What is brachytherapy?
Brachytherapy literally means ‘short therapy’. There are two types of prostate brachytherapy: low dose-rate (LDR) and high dose-rate (HDR). (The term ‘dose-rate’ refers to the type of radiation source used and not to the actual radiation dose delivered.) Low dose-rate is most commonly used.
Who is suitable for brachytherapy?
This treatment is only suitable for organ-confined prostate cancer, for those whose prostates are not over-enlarged, and for those who have few, or mild urinary symptoms. Typically men with low or intermediate risk prostate cancer are treated with a LDR seed implant alone. Such patients would normally have a PSA below 15, a Gleason score of 6 or 7, and a cancer stage of T2b or less. Where there is a possibility of spread, or for higher risk disease, a short course of radiotherapy and/or hormone treatment is sometimes offered. HDR brachytherapy is normally given with a short external beam radiotherapy course and is ideally suited to men with a high risk cancer which has spread to the seminal vesicles (i.e. stage T3b).
You can read about the different types of Brachytherapy in their individual sections (see Menu, left).
How will I know whether the treatment has been successful?
As with any radiotherapy treatment, the potential success of brachytherapy will not be known until about 36 months after the treatment has finished, when the PSA will have reached its lowest level. If there is a steady rise of more than 2.0ng/mL above this low point in a six-month period, your consultant should be advised.
════
● **EXERCISE PROMPT**:
Reproduce the brachytherapy text word for word, everything from "What is brachytherapy?" down to "most commonly used.".

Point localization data
════
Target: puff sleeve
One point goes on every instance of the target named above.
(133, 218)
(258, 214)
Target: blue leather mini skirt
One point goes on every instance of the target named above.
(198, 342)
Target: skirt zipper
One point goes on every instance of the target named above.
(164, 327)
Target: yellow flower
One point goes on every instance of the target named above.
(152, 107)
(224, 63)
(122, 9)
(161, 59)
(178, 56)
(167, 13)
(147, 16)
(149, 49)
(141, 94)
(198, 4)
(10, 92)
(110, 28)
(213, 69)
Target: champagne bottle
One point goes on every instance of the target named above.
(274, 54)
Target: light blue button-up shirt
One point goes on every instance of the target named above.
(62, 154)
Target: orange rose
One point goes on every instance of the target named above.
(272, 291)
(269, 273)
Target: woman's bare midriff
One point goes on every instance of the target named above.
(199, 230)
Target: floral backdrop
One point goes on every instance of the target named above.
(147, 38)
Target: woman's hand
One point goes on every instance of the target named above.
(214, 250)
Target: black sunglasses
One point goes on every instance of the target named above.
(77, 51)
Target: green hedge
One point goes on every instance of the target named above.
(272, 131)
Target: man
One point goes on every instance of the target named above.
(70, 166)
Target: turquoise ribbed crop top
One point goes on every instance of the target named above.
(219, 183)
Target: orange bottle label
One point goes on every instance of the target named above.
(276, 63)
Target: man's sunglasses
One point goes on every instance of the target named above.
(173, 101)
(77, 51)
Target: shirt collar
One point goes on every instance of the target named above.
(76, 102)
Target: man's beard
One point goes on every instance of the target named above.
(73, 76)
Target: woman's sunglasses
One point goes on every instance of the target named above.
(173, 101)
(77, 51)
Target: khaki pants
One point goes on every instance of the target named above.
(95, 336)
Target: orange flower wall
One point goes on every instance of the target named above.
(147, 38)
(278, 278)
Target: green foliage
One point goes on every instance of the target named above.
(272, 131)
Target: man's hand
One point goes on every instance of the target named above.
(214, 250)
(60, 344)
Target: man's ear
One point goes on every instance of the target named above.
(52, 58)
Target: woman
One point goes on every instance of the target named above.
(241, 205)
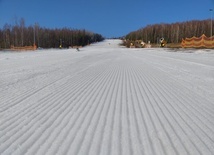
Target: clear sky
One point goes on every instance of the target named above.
(110, 18)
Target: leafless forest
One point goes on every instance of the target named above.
(173, 33)
(21, 35)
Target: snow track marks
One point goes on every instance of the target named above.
(103, 100)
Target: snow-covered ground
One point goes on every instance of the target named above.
(106, 99)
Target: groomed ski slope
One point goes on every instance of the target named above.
(107, 100)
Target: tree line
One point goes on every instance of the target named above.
(19, 35)
(172, 33)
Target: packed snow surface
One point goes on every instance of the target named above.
(106, 99)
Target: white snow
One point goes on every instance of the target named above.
(106, 99)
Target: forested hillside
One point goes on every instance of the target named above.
(173, 33)
(20, 35)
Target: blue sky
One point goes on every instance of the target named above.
(111, 18)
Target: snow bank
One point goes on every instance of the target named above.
(106, 99)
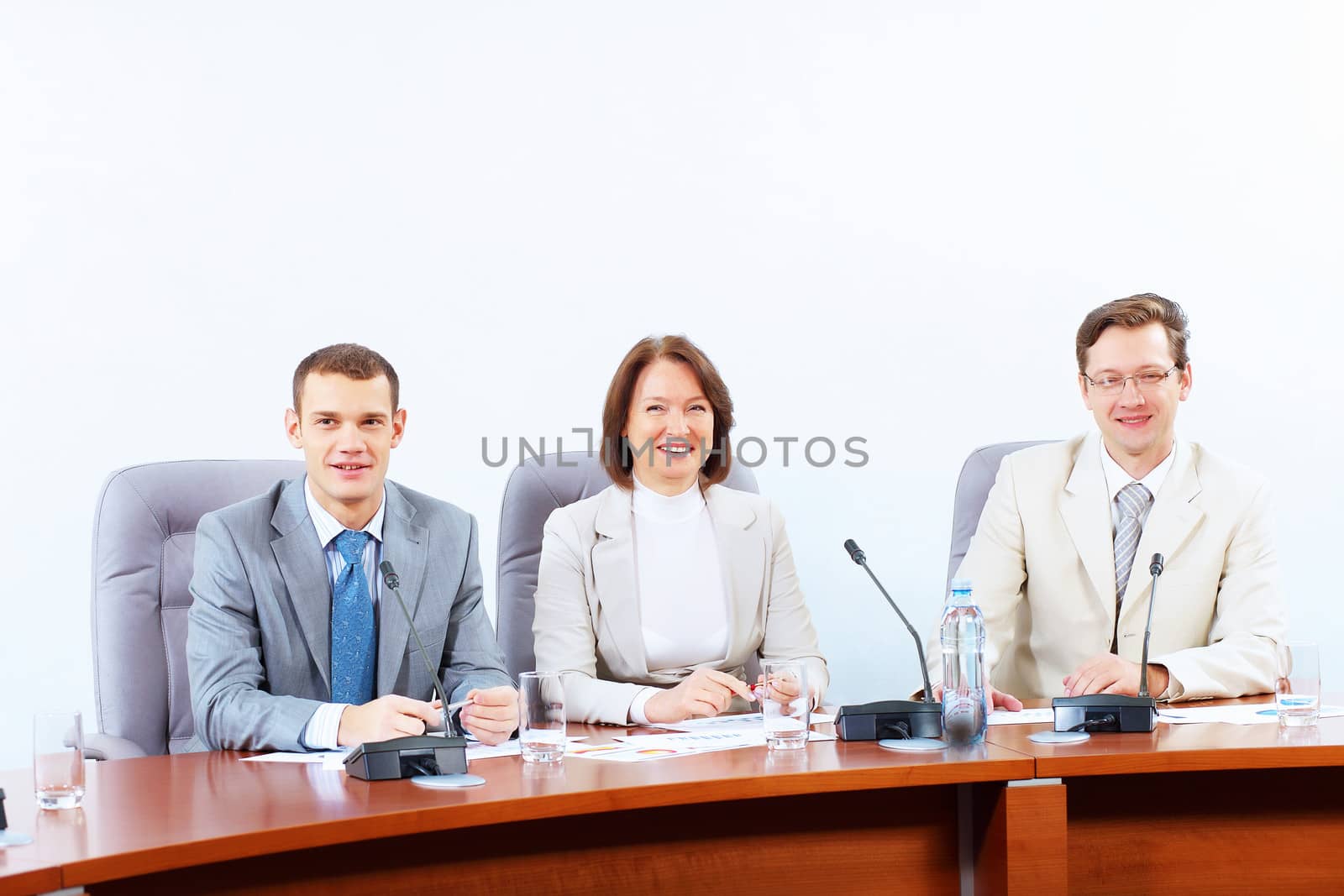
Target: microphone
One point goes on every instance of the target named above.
(1116, 712)
(428, 761)
(1155, 570)
(393, 584)
(890, 719)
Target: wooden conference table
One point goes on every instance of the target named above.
(1195, 808)
(835, 817)
(1184, 809)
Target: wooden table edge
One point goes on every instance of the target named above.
(449, 817)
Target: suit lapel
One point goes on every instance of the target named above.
(1168, 528)
(407, 546)
(743, 560)
(1085, 508)
(304, 569)
(615, 580)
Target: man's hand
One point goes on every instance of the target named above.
════
● **RESPONSE AREA**:
What is brachytherapy?
Brachytherapy literally means ‘short therapy’. There are two types of prostate brachytherapy: low dose-rate (LDR) and high dose-rate (HDR). (The term ‘dose-rate’ refers to the type of radiation source used and not to the actual radiation dose delivered.) Low dose-rate is most commonly used.